§ TASK INSTRUCTIONS
Give back all of the data exactly, with every picture omitted.

[Saved entries]
= = = = =

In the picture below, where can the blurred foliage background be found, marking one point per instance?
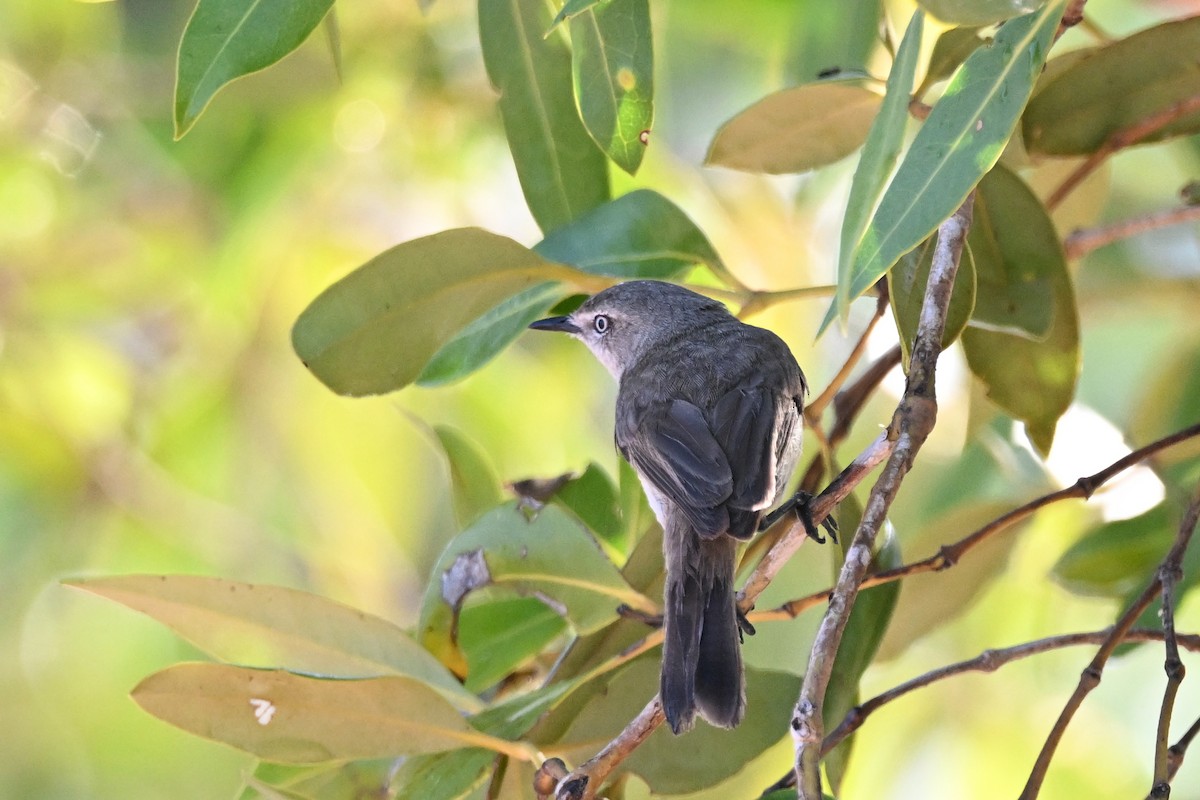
(154, 419)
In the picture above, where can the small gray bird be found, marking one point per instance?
(708, 414)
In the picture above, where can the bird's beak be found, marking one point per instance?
(562, 324)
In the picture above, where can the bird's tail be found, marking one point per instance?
(701, 653)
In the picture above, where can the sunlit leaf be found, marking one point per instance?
(273, 626)
(550, 557)
(1032, 379)
(880, 154)
(949, 52)
(1119, 557)
(613, 71)
(906, 294)
(375, 330)
(562, 170)
(831, 36)
(639, 235)
(226, 40)
(299, 720)
(1113, 88)
(977, 12)
(474, 486)
(796, 130)
(502, 635)
(964, 136)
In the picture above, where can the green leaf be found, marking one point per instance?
(550, 557)
(796, 130)
(977, 12)
(831, 35)
(503, 633)
(612, 65)
(562, 172)
(906, 294)
(958, 144)
(1116, 86)
(593, 499)
(454, 775)
(1031, 379)
(949, 52)
(573, 7)
(481, 340)
(639, 235)
(875, 164)
(375, 330)
(292, 719)
(474, 486)
(226, 40)
(273, 626)
(864, 631)
(1119, 557)
(1017, 254)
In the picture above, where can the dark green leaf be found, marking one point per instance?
(831, 36)
(1117, 558)
(958, 144)
(562, 170)
(639, 235)
(481, 340)
(613, 68)
(592, 497)
(1116, 86)
(1031, 379)
(1018, 257)
(977, 12)
(906, 293)
(226, 40)
(875, 166)
(796, 130)
(375, 330)
(453, 775)
(952, 49)
(298, 720)
(504, 548)
(473, 482)
(503, 633)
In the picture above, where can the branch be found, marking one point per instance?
(913, 420)
(1091, 677)
(1081, 242)
(1123, 138)
(949, 554)
(988, 661)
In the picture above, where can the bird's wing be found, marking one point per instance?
(753, 426)
(671, 445)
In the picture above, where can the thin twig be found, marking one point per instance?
(911, 425)
(1123, 138)
(1180, 749)
(1081, 242)
(988, 661)
(1091, 675)
(948, 555)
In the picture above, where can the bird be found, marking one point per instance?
(709, 414)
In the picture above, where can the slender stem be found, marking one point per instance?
(1091, 675)
(1121, 139)
(1081, 242)
(912, 422)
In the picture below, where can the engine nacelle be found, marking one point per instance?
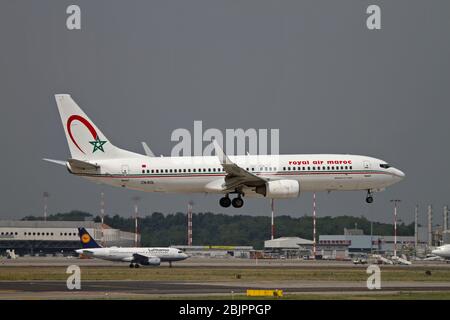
(280, 189)
(154, 261)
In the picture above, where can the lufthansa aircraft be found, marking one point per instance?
(443, 252)
(94, 157)
(135, 256)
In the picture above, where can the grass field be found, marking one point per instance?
(225, 274)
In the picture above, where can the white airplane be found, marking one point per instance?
(442, 252)
(94, 157)
(135, 256)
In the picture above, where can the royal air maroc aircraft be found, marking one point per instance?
(94, 157)
(135, 256)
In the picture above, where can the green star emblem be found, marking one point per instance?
(98, 144)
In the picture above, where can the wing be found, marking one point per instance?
(75, 164)
(146, 259)
(142, 257)
(236, 177)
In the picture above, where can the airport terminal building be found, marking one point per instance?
(56, 237)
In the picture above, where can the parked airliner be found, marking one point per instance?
(135, 256)
(94, 157)
(442, 251)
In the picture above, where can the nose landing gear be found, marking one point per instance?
(236, 202)
(369, 197)
(225, 201)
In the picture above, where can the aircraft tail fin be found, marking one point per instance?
(86, 141)
(87, 242)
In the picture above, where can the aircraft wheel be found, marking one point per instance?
(225, 202)
(369, 199)
(237, 202)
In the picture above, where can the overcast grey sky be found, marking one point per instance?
(141, 69)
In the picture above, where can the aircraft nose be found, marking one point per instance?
(399, 174)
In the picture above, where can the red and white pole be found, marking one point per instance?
(272, 222)
(314, 225)
(136, 215)
(135, 225)
(190, 224)
(102, 216)
(395, 201)
(395, 229)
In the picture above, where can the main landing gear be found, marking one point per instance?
(369, 197)
(237, 202)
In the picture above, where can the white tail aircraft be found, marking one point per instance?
(94, 157)
(136, 256)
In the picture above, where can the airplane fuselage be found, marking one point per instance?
(314, 172)
(126, 254)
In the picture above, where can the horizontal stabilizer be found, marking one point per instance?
(60, 162)
(82, 165)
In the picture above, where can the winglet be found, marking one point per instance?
(147, 150)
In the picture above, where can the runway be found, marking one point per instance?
(205, 262)
(45, 278)
(124, 288)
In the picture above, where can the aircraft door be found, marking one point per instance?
(366, 164)
(125, 169)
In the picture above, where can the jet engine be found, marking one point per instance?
(280, 189)
(151, 261)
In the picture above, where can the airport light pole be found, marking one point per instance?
(416, 228)
(190, 205)
(102, 215)
(272, 231)
(395, 201)
(314, 225)
(136, 200)
(46, 195)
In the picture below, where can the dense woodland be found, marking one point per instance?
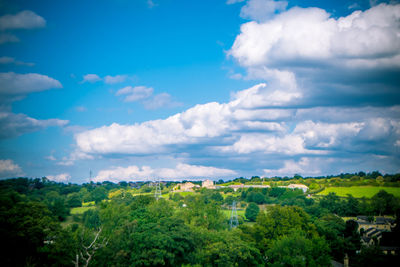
(125, 225)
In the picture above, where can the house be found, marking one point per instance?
(236, 186)
(208, 184)
(257, 186)
(383, 223)
(298, 186)
(186, 187)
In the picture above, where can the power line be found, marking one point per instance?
(157, 192)
(234, 220)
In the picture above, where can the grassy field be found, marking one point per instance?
(360, 191)
(81, 210)
(227, 213)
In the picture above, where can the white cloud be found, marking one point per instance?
(74, 156)
(115, 79)
(22, 20)
(91, 78)
(326, 135)
(8, 38)
(195, 125)
(81, 109)
(311, 34)
(145, 96)
(108, 79)
(159, 101)
(9, 169)
(305, 167)
(260, 10)
(13, 125)
(63, 177)
(51, 157)
(181, 171)
(230, 2)
(136, 93)
(15, 84)
(11, 60)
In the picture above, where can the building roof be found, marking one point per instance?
(297, 186)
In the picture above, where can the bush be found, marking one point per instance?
(252, 211)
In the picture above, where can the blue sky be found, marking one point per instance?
(136, 90)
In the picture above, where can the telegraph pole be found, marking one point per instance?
(233, 221)
(157, 192)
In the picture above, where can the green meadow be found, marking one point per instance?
(360, 191)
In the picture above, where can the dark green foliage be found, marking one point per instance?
(256, 197)
(293, 231)
(277, 191)
(74, 200)
(252, 211)
(296, 249)
(24, 227)
(98, 194)
(91, 219)
(384, 203)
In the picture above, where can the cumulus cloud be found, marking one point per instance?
(91, 78)
(305, 167)
(311, 34)
(8, 38)
(261, 10)
(195, 125)
(159, 101)
(11, 60)
(13, 125)
(181, 171)
(301, 116)
(62, 177)
(16, 84)
(136, 93)
(108, 79)
(145, 96)
(22, 20)
(230, 2)
(9, 169)
(115, 79)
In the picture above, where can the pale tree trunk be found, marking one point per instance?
(87, 252)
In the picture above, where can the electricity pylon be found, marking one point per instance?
(234, 221)
(157, 192)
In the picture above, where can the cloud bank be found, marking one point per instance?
(327, 95)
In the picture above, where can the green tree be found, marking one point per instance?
(296, 250)
(384, 203)
(252, 211)
(74, 200)
(98, 194)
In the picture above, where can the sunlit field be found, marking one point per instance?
(360, 191)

= = = = =

§ SOLUTION BELOW
In the picture below, where can the blurred foliage background be found, marking one point per instance?
(154, 419)
In the picture above, where can the small gray bird be found, marking one point per instance?
(708, 414)
In the picture above, where can the bird's beak be found, marking one point per instance?
(562, 324)
In the picture above, where can the bird's tail be found, marking one point per instance?
(701, 653)
In the picture above, where can the sunlit leaf be found, marking one point per instance?
(273, 626)
(550, 557)
(1032, 379)
(880, 154)
(949, 52)
(1119, 557)
(613, 71)
(906, 294)
(375, 330)
(562, 170)
(831, 36)
(639, 235)
(226, 40)
(299, 720)
(1113, 88)
(977, 12)
(474, 486)
(796, 130)
(502, 635)
(964, 136)
In the picture above, where can the green leaf be found, marking one point per instance?
(550, 557)
(796, 130)
(977, 12)
(831, 35)
(503, 633)
(612, 65)
(562, 172)
(906, 294)
(958, 144)
(1116, 86)
(593, 499)
(454, 775)
(1031, 379)
(949, 52)
(573, 7)
(481, 340)
(639, 235)
(875, 164)
(375, 330)
(292, 719)
(474, 486)
(226, 40)
(273, 626)
(864, 631)
(1119, 557)
(1017, 254)
In the picture above, where can the dark green leaf be found, marking one point per instance?
(831, 36)
(1117, 558)
(958, 144)
(562, 170)
(639, 235)
(481, 340)
(613, 68)
(592, 497)
(1116, 86)
(1031, 379)
(1018, 257)
(977, 12)
(906, 293)
(226, 40)
(875, 166)
(796, 130)
(375, 330)
(453, 775)
(952, 49)
(298, 720)
(504, 548)
(473, 482)
(503, 633)
In the picture above, where can the branch be found, marking one point per instance?
(913, 420)
(1091, 677)
(1081, 242)
(1123, 138)
(949, 554)
(988, 661)
In the picture above, where can the bird's wing be found, marking one point per instance?
(753, 426)
(671, 445)
In the picture above, where can the thin twig be found, marking one point per instance?
(911, 425)
(1123, 138)
(1180, 749)
(1081, 242)
(988, 661)
(1091, 675)
(948, 555)
In the picture above, where can the bird be found, marking one point per instance?
(709, 414)
In the picture above, where can the slender stem be found, marking one point per instance?
(1091, 675)
(1121, 139)
(1081, 242)
(912, 422)
In the picture below, where can the engine nacelle be found, marking one point per instance?
(280, 189)
(154, 261)
In the picture above, where can the lufthansa aircraft be found, marking one point per instance?
(443, 252)
(94, 157)
(135, 256)
In the picture above, where can the grass field be found, marking one point per instance?
(225, 274)
In the picture above, where can the white airplane be found, marking one point per instance?
(442, 252)
(94, 157)
(135, 256)
In the picture above, where can the royal air maroc aircraft be found, marking one point per instance?
(94, 157)
(135, 256)
In the picture above, where can the green star emblem be found, marking one point per instance?
(98, 144)
In the picture above, where can the wing be found, marking one point per instance?
(75, 164)
(146, 259)
(142, 257)
(236, 177)
In the picture above, where can the airport terminal building be found, marking one point per instance?
(56, 237)
In the picture above, where can the parked airliner be found, marking one point per instance?
(135, 256)
(94, 157)
(442, 251)
In the picture above, where can the nose landing gear be found, marking one point per instance?
(236, 202)
(369, 197)
(225, 201)
In the picture above, where can the aircraft tail fin be found, marking one point per instance?
(86, 141)
(87, 242)
In the picture above, where can the aircraft wheel be found, marking one point per instance?
(225, 202)
(369, 199)
(237, 202)
In the picture above, where can the overcast grey sky be found, marking one point per instance?
(141, 69)
In the picture above, where can the aircraft nose be found, marking one point per instance?
(399, 174)
In the picture above, where can the red and white pole be found, marking one point per instance?
(272, 222)
(314, 225)
(136, 215)
(135, 225)
(190, 224)
(102, 216)
(395, 201)
(395, 229)
In the picture above, where can the main landing gear be found, marking one point per instance?
(369, 197)
(237, 202)
In the picture above, where can the white tail aircraft be found, marking one point per instance?
(94, 157)
(136, 256)
In the picture above, where can the airplane fuselage be found, marking one point per instance?
(314, 172)
(126, 254)
In the picture above, where can the horizontal stabilizer be found, marking one point per instance?
(60, 162)
(82, 165)
In the picture above, where can the winglet be found, marking one point per instance?
(147, 150)
In the picture above, where can the runway be found, marking one point per instance?
(205, 262)
(45, 278)
(124, 288)
In the picture above, where can the aircraft door be found, marking one point per instance?
(366, 164)
(125, 169)
In the picture above, where can the jet engine be found, marking one point per instance?
(280, 189)
(151, 261)
In the picture above, where can the airport light pole be found, marking one point per instance?
(416, 228)
(190, 205)
(102, 215)
(272, 231)
(395, 201)
(314, 225)
(136, 200)
(46, 195)
In the picture below, where can the dense woodland be found, marking one point per instance?
(125, 225)
In the picture above, where can the house be found, marking one point per instance?
(236, 186)
(208, 184)
(257, 186)
(383, 223)
(298, 186)
(186, 187)
In the picture above, where can the power line be found, marking one point per instance?
(157, 192)
(234, 220)
In the picture above, where can the grassy field be found, marking one point per instance?
(360, 191)
(81, 210)
(227, 213)
In the picture above, where can the white cloud be found, marking one point per instance?
(74, 156)
(115, 79)
(22, 20)
(91, 78)
(326, 135)
(8, 38)
(195, 125)
(81, 109)
(311, 34)
(145, 96)
(108, 79)
(159, 101)
(9, 169)
(305, 167)
(260, 10)
(13, 125)
(63, 177)
(51, 157)
(181, 171)
(230, 2)
(136, 93)
(15, 84)
(11, 60)
In the picture above, where can the building roof be found, marking one point per instance?
(297, 186)
In the picture above, where can the bush be found, marking one point per instance?
(252, 211)
In the picture above, where can the blue sky be found, marking one point per instance?
(136, 90)
In the picture above, where can the telegraph pole be found, marking one point per instance?
(233, 221)
(157, 192)
In the picture above, where can the green meadow be found, marking one point per instance?
(360, 191)
In the picture above, where can the dark green foliage be found, marking one point per instance?
(256, 197)
(293, 231)
(277, 191)
(74, 200)
(252, 211)
(296, 249)
(24, 227)
(98, 194)
(91, 219)
(384, 203)
In the picture above, where can the cumulus cloud be found, marking one point per instance?
(91, 78)
(305, 167)
(311, 34)
(8, 38)
(261, 10)
(195, 125)
(159, 101)
(11, 60)
(13, 125)
(181, 171)
(301, 116)
(62, 177)
(16, 84)
(136, 93)
(108, 79)
(145, 96)
(22, 20)
(230, 2)
(9, 169)
(115, 79)
In the picture above, where can the pale tree trunk be found, marking one point per instance?
(87, 252)
In the picture above, where can the electricity pylon be found, marking one point per instance?
(234, 221)
(157, 192)
In the picture above, where can the cloud bank be found, marking one point per instance?
(327, 95)
In the picture above, where can the green tree be found, marking one point per instance?
(296, 250)
(384, 203)
(252, 211)
(74, 200)
(98, 194)
In the picture above, where can the sunlit field be found, marking one point per instance?
(360, 191)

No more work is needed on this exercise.